Supplied entries:
———

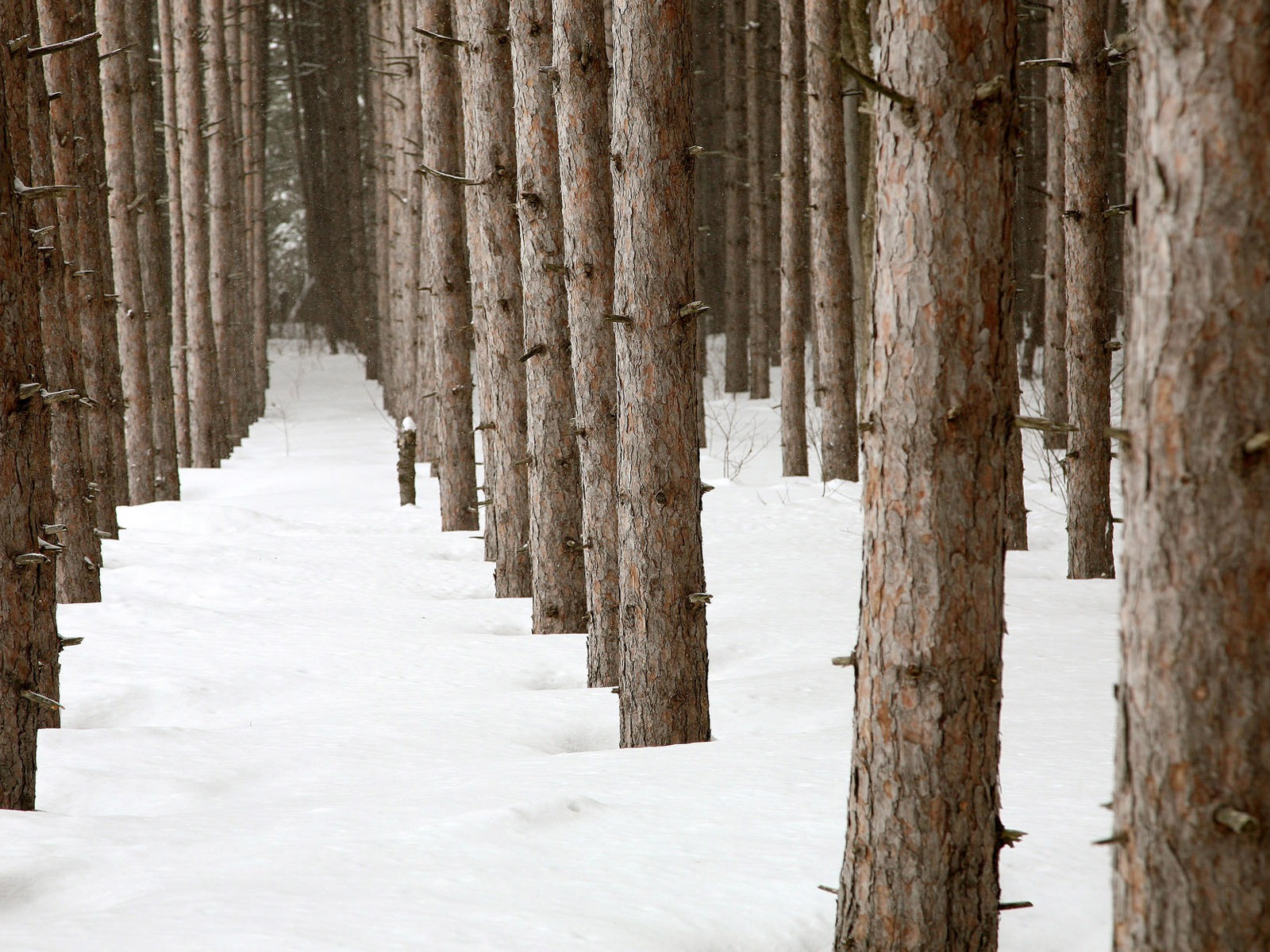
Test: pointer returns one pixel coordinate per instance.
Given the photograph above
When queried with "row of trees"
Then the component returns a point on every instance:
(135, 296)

———

Exercise requirements: The preceding listing is to be restated word for word, with every picture omitted.

Completed exercise:
Test: pointer returns one pixel coordinate per instance.
Given the photograph above
When queried with "row of trees"
Then the component returns a point on every instance:
(135, 296)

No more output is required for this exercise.